Start Text shown

# Hmmmm



## PompChaser315 (Feb 18, 2011)

Went in to a local gun shop today and was eyeing a "new" CM9. I noticed that the slide had small pit marks on it where it started to rust, the outside of the barrel had wear and inside of the barrel looked dirty.. Is this possible for a NEW gun? Would test firing this gun really make the bore that dirty?? The inside and outside of the barrel looked like one of my glocks after the first hundred or so rounds was put through it... Store was selling this gun as new and it kinda pisses me off a bit if he's trying to rip people off..


----------



## Splittine (Nov 24, 2007)

Rust can be from handeling, alot of guns have dirty bores as they are shot at the factory, shouldn't be any barrel ware though.


----------



## PompChaser315 (Feb 18, 2011)

Thats what I kinda figured about the rust, but the barrel had definite wear marks.. anyone know how many times Kahr test fires their guns?


----------



## drifterfisher (Oct 9, 2009)

Shouldn't have been more thane one or 2 test fire shots.Sounds like he was trying to pass a used gun for new.I was in a GS in FWB,a fairly new shop,and they were selling a used CZ 22 bolt gun as new.I called them out on it and they stuck with the new price.The stock had bad handling marks,as did the bolt,it takes a good bit of use to mark up a bolt.And the breech face was dirty,as was the facing of the bolt.

End Text shown
Start Data lines

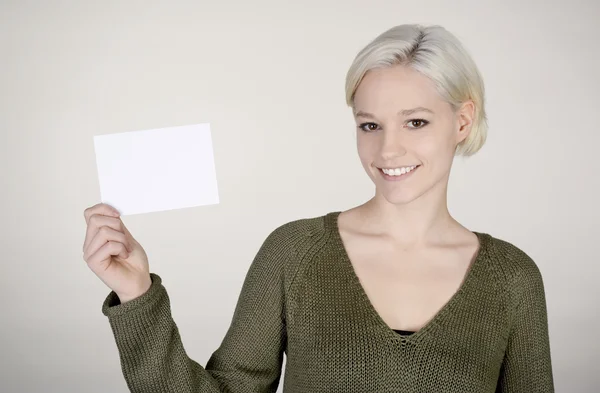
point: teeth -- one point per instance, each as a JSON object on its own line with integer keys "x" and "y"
{"x": 398, "y": 171}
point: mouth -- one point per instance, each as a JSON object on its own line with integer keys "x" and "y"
{"x": 398, "y": 174}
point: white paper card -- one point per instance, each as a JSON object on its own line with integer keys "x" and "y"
{"x": 157, "y": 170}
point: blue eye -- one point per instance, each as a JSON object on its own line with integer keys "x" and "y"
{"x": 370, "y": 127}
{"x": 422, "y": 121}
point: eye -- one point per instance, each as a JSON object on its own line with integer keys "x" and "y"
{"x": 368, "y": 127}
{"x": 423, "y": 123}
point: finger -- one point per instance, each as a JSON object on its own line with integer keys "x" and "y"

End Data lines

## Stated exercise 1
Output the passage of the forum thread starting with "## Splittine (Nov" and going on through "fires their guns?".
## Stated exercise 2
Translate this sentence from the forum thread into Spanish: "I called them out on it and they stuck with the new price."
Work only from the forum thread.

## Complete answer 1
## Splittine (Nov 24, 2007)

Rust can be from handeling, alot of guns have dirty bores as they are shot at the factory, shouldn't be any barrel ware though.


----------



## PompChaser315 (Feb 18, 2011)

Thats what I kinda figured about the rust, but the barrel had definite wear marks.. anyone know how many times Kahr test fires their guns?

## Complete answer 2
Les llamé la atención al respecto y se mantuvieron en el precio de nuevo.